▸ EXERCISE PROMPT:
Copy the data below word for word, from the line containing "the bear's face" down to the line containing "(1047, 727)", both of those lines included. Leave the pictures out of your copy.

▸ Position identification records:
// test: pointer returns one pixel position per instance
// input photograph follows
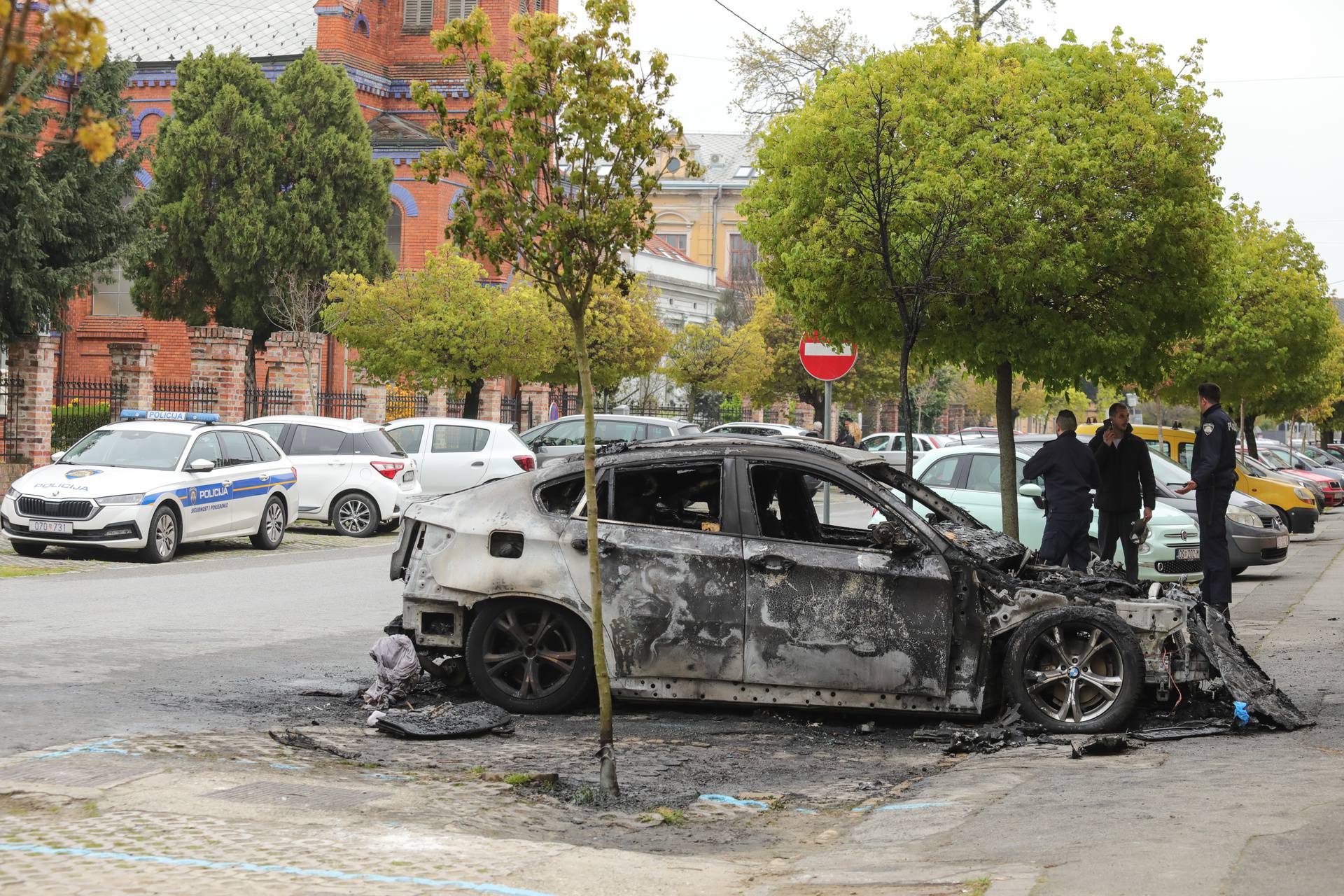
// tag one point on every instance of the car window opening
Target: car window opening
(679, 498)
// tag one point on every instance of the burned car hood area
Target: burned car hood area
(792, 573)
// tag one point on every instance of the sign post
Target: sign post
(828, 363)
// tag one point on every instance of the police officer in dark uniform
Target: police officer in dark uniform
(1212, 476)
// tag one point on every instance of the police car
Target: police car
(151, 481)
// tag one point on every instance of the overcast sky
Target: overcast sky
(1277, 65)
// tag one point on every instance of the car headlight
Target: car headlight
(121, 498)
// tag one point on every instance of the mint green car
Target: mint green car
(968, 476)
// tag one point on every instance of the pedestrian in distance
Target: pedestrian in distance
(1128, 489)
(1070, 473)
(1212, 477)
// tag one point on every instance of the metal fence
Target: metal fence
(514, 410)
(81, 406)
(10, 390)
(186, 397)
(262, 402)
(402, 405)
(343, 405)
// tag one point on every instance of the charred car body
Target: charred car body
(745, 570)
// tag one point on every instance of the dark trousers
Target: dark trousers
(1065, 542)
(1211, 508)
(1112, 527)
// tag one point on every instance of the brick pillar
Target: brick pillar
(34, 360)
(375, 399)
(219, 359)
(134, 367)
(289, 368)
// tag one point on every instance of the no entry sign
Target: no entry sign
(824, 360)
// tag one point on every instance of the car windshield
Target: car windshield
(136, 449)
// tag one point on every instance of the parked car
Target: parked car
(968, 476)
(721, 584)
(891, 447)
(1332, 477)
(151, 482)
(750, 428)
(454, 454)
(564, 437)
(351, 473)
(1294, 501)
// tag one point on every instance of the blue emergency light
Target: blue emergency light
(187, 416)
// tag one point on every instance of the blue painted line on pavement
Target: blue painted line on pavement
(35, 849)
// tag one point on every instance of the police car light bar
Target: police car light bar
(169, 415)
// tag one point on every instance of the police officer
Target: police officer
(1070, 473)
(1212, 476)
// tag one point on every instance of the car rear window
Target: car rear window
(316, 440)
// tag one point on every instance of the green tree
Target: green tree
(255, 182)
(564, 147)
(1098, 241)
(441, 327)
(625, 337)
(1268, 340)
(62, 216)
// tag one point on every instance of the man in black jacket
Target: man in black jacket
(1212, 472)
(1070, 473)
(1126, 486)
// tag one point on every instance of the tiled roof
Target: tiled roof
(168, 30)
(726, 158)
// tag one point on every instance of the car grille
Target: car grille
(1177, 567)
(30, 505)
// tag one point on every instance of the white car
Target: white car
(968, 476)
(152, 481)
(454, 454)
(749, 428)
(351, 473)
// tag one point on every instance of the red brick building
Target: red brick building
(384, 45)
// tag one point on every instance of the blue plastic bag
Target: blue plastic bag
(1240, 713)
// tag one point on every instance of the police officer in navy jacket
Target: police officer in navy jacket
(1212, 477)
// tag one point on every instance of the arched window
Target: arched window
(394, 232)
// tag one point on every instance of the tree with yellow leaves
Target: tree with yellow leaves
(36, 45)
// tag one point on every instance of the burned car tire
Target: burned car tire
(1074, 669)
(528, 656)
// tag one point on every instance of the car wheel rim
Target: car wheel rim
(274, 523)
(1074, 672)
(166, 535)
(530, 653)
(355, 516)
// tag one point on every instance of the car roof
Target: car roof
(454, 421)
(330, 422)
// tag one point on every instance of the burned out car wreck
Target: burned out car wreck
(748, 570)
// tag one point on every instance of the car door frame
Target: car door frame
(777, 652)
(632, 614)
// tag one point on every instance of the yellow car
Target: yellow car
(1294, 504)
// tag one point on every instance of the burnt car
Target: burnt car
(727, 578)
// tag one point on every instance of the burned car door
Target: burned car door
(827, 608)
(672, 573)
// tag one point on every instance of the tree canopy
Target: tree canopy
(64, 218)
(254, 182)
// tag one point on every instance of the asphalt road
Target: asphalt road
(182, 647)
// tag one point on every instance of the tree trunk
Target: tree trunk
(1007, 449)
(608, 783)
(1250, 435)
(472, 403)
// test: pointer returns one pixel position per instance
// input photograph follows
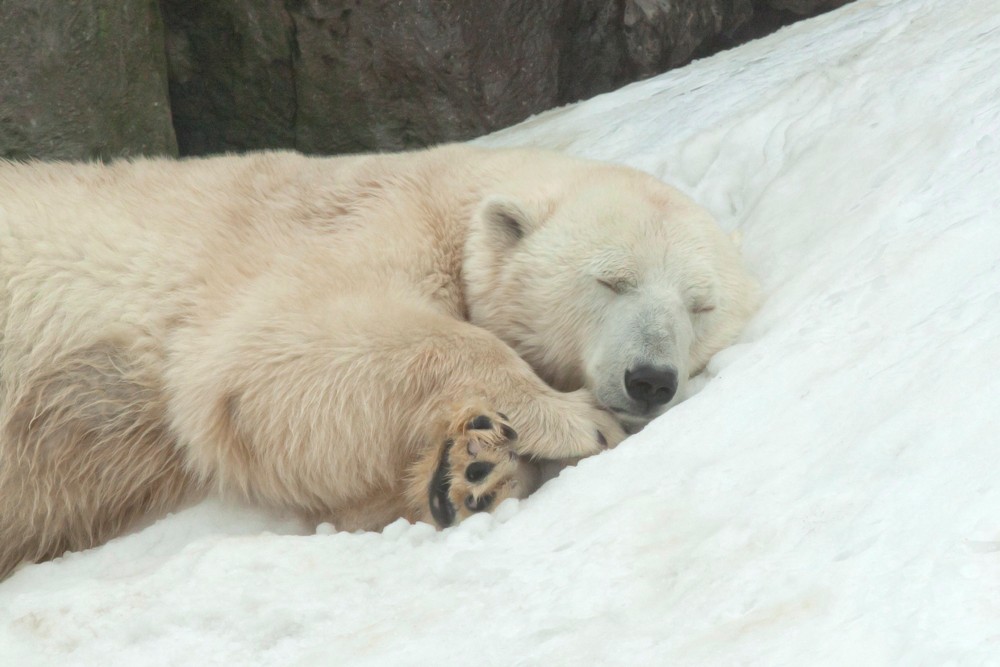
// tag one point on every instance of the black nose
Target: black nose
(651, 385)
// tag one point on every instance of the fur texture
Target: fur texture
(344, 337)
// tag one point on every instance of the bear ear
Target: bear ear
(506, 218)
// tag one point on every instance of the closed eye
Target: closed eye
(617, 285)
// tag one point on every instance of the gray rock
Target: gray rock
(232, 84)
(83, 80)
(662, 34)
(388, 74)
(805, 7)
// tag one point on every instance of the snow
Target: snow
(831, 495)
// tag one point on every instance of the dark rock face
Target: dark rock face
(662, 34)
(83, 80)
(805, 7)
(390, 74)
(232, 84)
(88, 78)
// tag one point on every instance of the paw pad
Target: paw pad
(477, 467)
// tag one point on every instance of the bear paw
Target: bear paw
(477, 468)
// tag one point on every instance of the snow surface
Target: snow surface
(830, 496)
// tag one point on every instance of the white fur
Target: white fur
(297, 330)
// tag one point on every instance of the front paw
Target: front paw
(477, 468)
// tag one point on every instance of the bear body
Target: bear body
(355, 338)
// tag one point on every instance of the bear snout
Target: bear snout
(651, 386)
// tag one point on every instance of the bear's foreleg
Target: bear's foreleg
(345, 409)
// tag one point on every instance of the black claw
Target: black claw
(441, 508)
(478, 505)
(477, 472)
(481, 423)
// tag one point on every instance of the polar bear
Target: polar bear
(354, 338)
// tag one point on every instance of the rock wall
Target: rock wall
(89, 78)
(83, 79)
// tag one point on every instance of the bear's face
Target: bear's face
(626, 288)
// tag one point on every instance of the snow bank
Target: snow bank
(830, 496)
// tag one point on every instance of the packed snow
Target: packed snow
(831, 495)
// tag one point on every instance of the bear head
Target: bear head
(608, 279)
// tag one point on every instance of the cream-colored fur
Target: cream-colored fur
(322, 334)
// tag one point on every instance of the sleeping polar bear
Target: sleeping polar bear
(356, 338)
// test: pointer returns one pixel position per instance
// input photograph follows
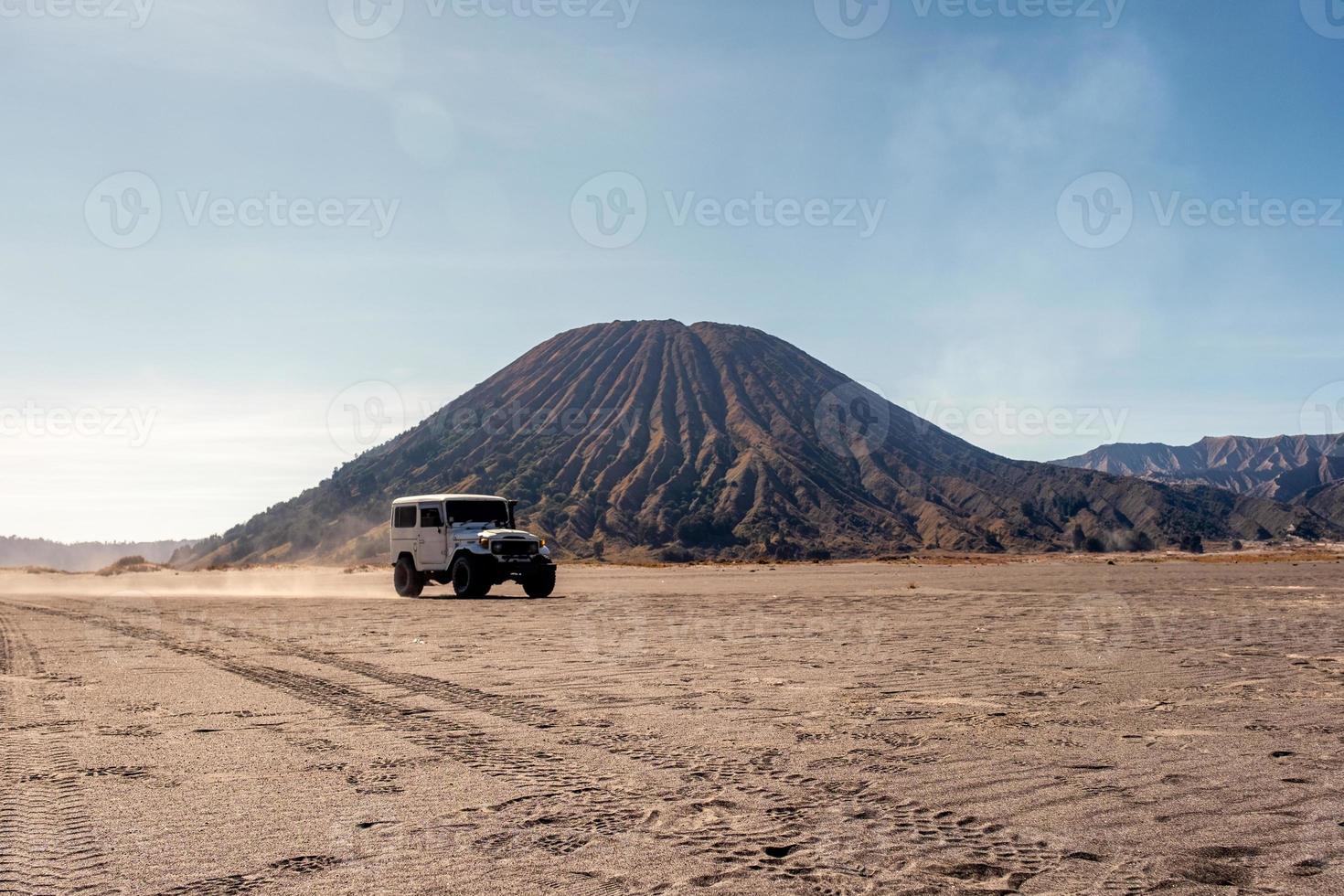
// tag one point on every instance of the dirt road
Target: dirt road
(1046, 727)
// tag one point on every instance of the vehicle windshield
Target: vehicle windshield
(486, 512)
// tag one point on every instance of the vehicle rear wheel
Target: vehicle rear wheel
(539, 584)
(408, 579)
(469, 578)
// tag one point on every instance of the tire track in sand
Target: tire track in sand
(943, 845)
(48, 845)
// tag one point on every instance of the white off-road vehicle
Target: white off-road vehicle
(469, 541)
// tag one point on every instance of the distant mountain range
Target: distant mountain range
(1307, 470)
(657, 440)
(85, 557)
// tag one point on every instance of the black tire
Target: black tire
(408, 581)
(539, 584)
(469, 578)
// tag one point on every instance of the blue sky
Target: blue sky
(238, 348)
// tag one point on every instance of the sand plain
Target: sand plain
(1055, 726)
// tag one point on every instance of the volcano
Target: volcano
(654, 440)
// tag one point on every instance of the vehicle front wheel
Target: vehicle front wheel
(408, 579)
(539, 584)
(469, 578)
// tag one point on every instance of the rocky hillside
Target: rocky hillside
(659, 440)
(1286, 468)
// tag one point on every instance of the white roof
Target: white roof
(434, 498)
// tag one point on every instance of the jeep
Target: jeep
(466, 540)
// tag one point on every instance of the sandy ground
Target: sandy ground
(1047, 727)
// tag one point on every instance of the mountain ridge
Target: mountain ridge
(657, 438)
(1281, 468)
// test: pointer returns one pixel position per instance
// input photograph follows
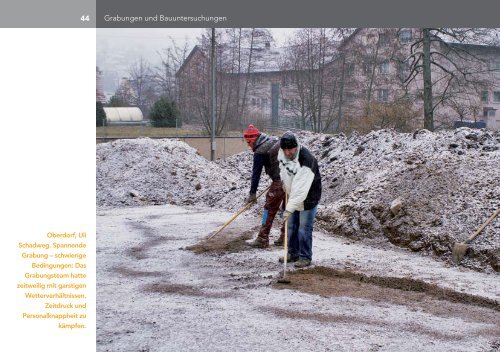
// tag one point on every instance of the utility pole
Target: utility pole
(212, 138)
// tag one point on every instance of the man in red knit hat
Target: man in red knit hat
(265, 155)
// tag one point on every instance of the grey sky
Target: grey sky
(118, 48)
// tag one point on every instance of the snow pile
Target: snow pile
(424, 191)
(150, 172)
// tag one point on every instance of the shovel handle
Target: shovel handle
(484, 225)
(238, 213)
(285, 256)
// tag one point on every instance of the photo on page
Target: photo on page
(315, 189)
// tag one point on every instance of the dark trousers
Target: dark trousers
(300, 227)
(274, 198)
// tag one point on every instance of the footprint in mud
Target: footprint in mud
(229, 241)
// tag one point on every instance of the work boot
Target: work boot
(302, 263)
(289, 259)
(259, 243)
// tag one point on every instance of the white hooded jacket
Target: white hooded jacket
(301, 179)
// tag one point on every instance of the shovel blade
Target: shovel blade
(458, 252)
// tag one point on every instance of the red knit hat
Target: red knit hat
(251, 133)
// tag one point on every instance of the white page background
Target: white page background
(47, 146)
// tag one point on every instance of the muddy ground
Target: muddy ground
(162, 287)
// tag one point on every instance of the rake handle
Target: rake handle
(285, 243)
(238, 213)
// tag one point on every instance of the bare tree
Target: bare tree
(171, 59)
(307, 56)
(142, 84)
(445, 66)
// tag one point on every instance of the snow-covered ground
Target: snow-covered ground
(393, 205)
(446, 183)
(154, 294)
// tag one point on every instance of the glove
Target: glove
(251, 198)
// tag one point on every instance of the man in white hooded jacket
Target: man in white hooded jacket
(301, 179)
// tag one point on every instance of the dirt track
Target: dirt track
(161, 288)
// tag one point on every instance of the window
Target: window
(489, 112)
(384, 68)
(383, 39)
(367, 68)
(349, 70)
(496, 97)
(405, 36)
(286, 104)
(383, 95)
(403, 70)
(484, 96)
(285, 81)
(349, 97)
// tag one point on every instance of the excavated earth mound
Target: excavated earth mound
(423, 191)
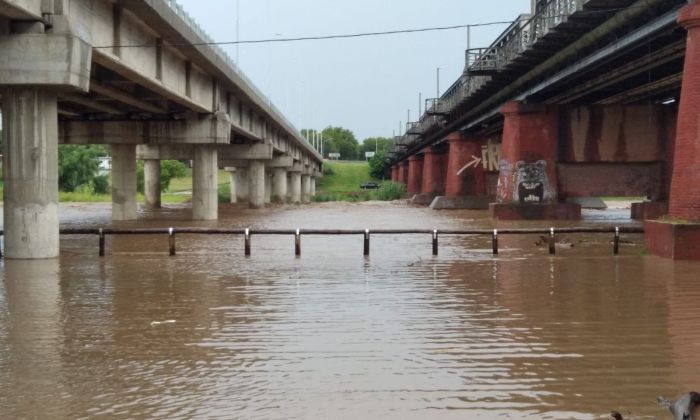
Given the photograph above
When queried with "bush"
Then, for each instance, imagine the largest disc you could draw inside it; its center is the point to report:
(169, 169)
(377, 166)
(224, 193)
(100, 184)
(390, 191)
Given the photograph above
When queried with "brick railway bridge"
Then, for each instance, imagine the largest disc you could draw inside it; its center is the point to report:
(579, 98)
(69, 73)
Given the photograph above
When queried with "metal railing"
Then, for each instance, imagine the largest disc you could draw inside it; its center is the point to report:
(482, 63)
(494, 234)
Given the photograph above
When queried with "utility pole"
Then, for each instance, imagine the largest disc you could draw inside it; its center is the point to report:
(438, 85)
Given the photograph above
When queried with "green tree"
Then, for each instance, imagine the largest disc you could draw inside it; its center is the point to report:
(169, 170)
(340, 140)
(78, 166)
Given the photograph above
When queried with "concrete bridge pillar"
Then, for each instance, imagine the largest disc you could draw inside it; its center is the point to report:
(527, 184)
(124, 206)
(268, 187)
(232, 180)
(30, 122)
(242, 184)
(415, 174)
(256, 184)
(279, 189)
(295, 181)
(151, 184)
(305, 188)
(205, 184)
(671, 239)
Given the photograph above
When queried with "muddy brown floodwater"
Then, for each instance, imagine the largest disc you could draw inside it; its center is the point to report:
(399, 335)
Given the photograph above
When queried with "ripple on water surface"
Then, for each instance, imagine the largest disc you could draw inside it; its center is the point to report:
(400, 335)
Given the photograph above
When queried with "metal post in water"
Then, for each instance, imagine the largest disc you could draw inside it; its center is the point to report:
(366, 242)
(494, 241)
(171, 241)
(102, 242)
(435, 242)
(552, 242)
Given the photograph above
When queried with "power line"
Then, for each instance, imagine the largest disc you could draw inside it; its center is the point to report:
(316, 38)
(355, 35)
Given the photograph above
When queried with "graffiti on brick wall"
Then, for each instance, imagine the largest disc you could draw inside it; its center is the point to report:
(531, 184)
(491, 156)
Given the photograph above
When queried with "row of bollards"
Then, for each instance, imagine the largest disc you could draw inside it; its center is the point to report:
(366, 233)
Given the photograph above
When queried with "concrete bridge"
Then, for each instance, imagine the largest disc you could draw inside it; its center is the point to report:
(141, 76)
(578, 98)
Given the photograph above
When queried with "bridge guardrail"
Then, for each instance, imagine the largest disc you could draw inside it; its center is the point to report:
(192, 23)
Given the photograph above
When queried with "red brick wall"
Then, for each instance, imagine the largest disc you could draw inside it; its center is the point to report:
(415, 175)
(462, 150)
(612, 180)
(530, 134)
(684, 200)
(433, 179)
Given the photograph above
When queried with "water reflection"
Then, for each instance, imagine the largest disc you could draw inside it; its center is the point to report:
(401, 334)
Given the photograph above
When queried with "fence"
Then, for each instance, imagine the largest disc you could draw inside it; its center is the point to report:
(366, 234)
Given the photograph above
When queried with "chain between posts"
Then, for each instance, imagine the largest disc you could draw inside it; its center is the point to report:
(366, 233)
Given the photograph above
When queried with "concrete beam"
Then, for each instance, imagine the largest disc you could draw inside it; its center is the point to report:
(56, 61)
(278, 162)
(21, 9)
(210, 129)
(124, 97)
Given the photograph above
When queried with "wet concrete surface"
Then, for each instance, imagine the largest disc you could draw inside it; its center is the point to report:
(399, 335)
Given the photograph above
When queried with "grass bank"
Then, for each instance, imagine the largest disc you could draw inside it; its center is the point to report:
(341, 182)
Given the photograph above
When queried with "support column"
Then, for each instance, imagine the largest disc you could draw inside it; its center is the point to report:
(527, 184)
(232, 178)
(124, 205)
(256, 183)
(30, 124)
(268, 188)
(205, 184)
(279, 189)
(433, 172)
(415, 174)
(296, 187)
(305, 188)
(464, 150)
(401, 174)
(151, 184)
(671, 239)
(242, 184)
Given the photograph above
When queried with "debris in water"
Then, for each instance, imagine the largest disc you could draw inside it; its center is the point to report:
(168, 321)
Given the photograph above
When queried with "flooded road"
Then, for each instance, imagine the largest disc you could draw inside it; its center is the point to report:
(398, 335)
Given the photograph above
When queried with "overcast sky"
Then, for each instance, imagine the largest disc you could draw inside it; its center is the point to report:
(365, 84)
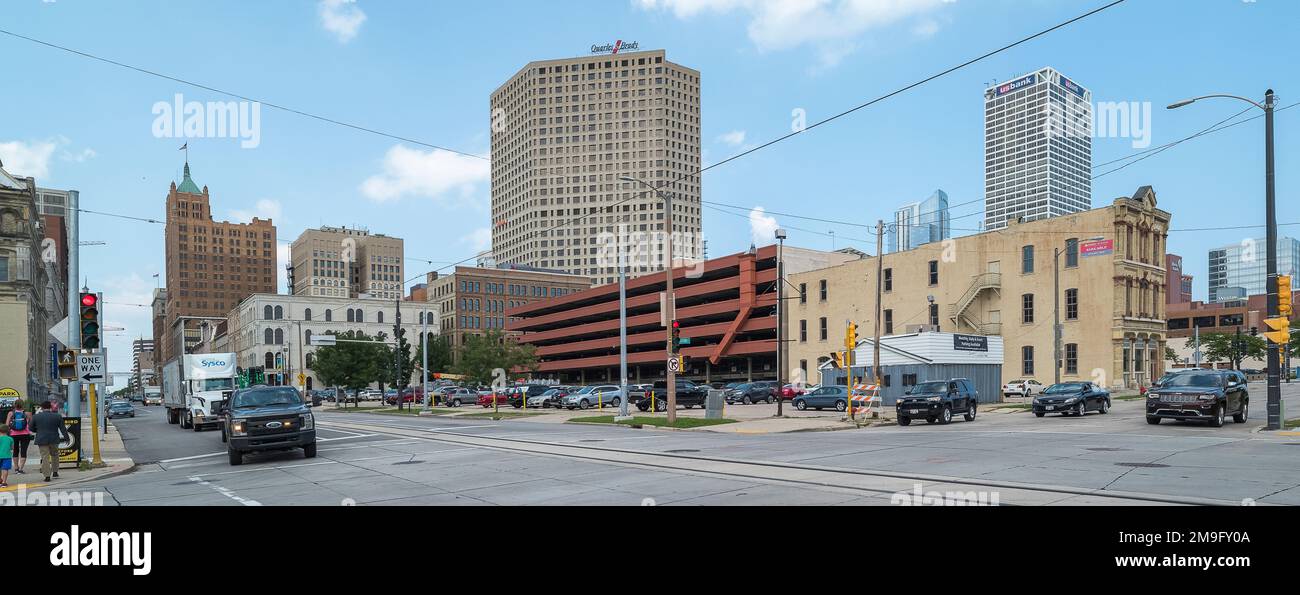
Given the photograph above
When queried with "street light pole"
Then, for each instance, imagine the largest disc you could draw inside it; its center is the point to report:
(1274, 390)
(671, 377)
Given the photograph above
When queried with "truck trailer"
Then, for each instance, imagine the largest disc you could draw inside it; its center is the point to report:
(195, 387)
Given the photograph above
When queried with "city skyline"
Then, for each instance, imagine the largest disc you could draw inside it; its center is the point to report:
(752, 92)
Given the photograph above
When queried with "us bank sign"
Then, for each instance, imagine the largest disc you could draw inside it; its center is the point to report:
(614, 48)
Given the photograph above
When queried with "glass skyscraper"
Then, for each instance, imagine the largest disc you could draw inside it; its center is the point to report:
(919, 224)
(1240, 270)
(1038, 148)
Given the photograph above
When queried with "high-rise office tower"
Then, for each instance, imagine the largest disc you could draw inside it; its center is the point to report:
(1038, 148)
(563, 134)
(919, 224)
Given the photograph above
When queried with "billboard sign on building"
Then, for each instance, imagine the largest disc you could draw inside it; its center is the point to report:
(1097, 248)
(1015, 85)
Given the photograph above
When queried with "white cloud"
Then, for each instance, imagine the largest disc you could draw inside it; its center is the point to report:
(341, 17)
(480, 239)
(27, 159)
(827, 25)
(265, 209)
(735, 138)
(762, 226)
(429, 174)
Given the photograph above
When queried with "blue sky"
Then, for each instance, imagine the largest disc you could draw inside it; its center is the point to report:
(424, 70)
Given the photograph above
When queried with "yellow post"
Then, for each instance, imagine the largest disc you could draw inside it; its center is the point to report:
(94, 429)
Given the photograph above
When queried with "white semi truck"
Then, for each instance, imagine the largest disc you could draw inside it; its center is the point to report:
(195, 387)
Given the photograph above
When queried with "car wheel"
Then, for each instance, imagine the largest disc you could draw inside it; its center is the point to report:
(1220, 413)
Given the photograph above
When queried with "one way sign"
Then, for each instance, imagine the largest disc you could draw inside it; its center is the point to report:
(90, 368)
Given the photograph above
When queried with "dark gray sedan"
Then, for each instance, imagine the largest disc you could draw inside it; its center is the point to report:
(1071, 399)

▸ ANSWER IN FULL:
// tag one point on every instance of the bear's face
Target: bear's face
(626, 288)
// tag one point on every instance of the snow bank
Target: snow bank
(830, 496)
// tag one point on every instance of the packed snow
Target: packed snow
(831, 495)
// tag one point on every instance of the bear head
Target: bear head
(608, 279)
// tag one point on every instance of the cream-colored fur
Target: cream-colored fur
(322, 334)
// tag one point on every instance of the sleeping polar bear
Target: sleeping polar bear
(356, 338)
// test: pointer returns one pixel position per instance
// input photograph follows
// tag one point on every instance of the dirt road
Target: dirt road
(1046, 727)
// tag one point on every instance of the vehicle windshield
Target: vehicle windshield
(486, 512)
// tag one point on every instance of the vehicle rear wheel
Target: vehicle rear wheel
(539, 584)
(408, 579)
(469, 578)
// tag one point on every instance of the tire track in sand
Target: tire track in sand
(943, 845)
(48, 845)
// tag one point on every instance of the white off-road vehicle
Target: white off-road vehicle
(469, 541)
// tag one point on every instance of the distant mountain range
Target: distant mountain range
(1307, 470)
(657, 440)
(85, 557)
// tag one point on every instance of the black tire
Target: black tire
(408, 581)
(539, 584)
(469, 578)
// tag one point on every instance of the blue sky
Target: blue sky
(238, 348)
// tag one point on every instance of the sand plain
Target: sand plain
(1055, 726)
// tag one point on every instance of the volcano
Target: volcano
(654, 440)
// tag one point on every instance of the vehicle front wheel
Target: vehicle front wheel
(408, 579)
(539, 584)
(469, 578)
// tag one point on every instance of the rocky hillside
Target: rocky hillside
(659, 440)
(1286, 468)
// tag one point on every instance of the white roof
Target: white roof
(434, 498)
// tag one point on every instance of the jeep
Target: jeep
(466, 540)
// tag one point on every instance of the sandy ground
Target: sandy ground
(1047, 727)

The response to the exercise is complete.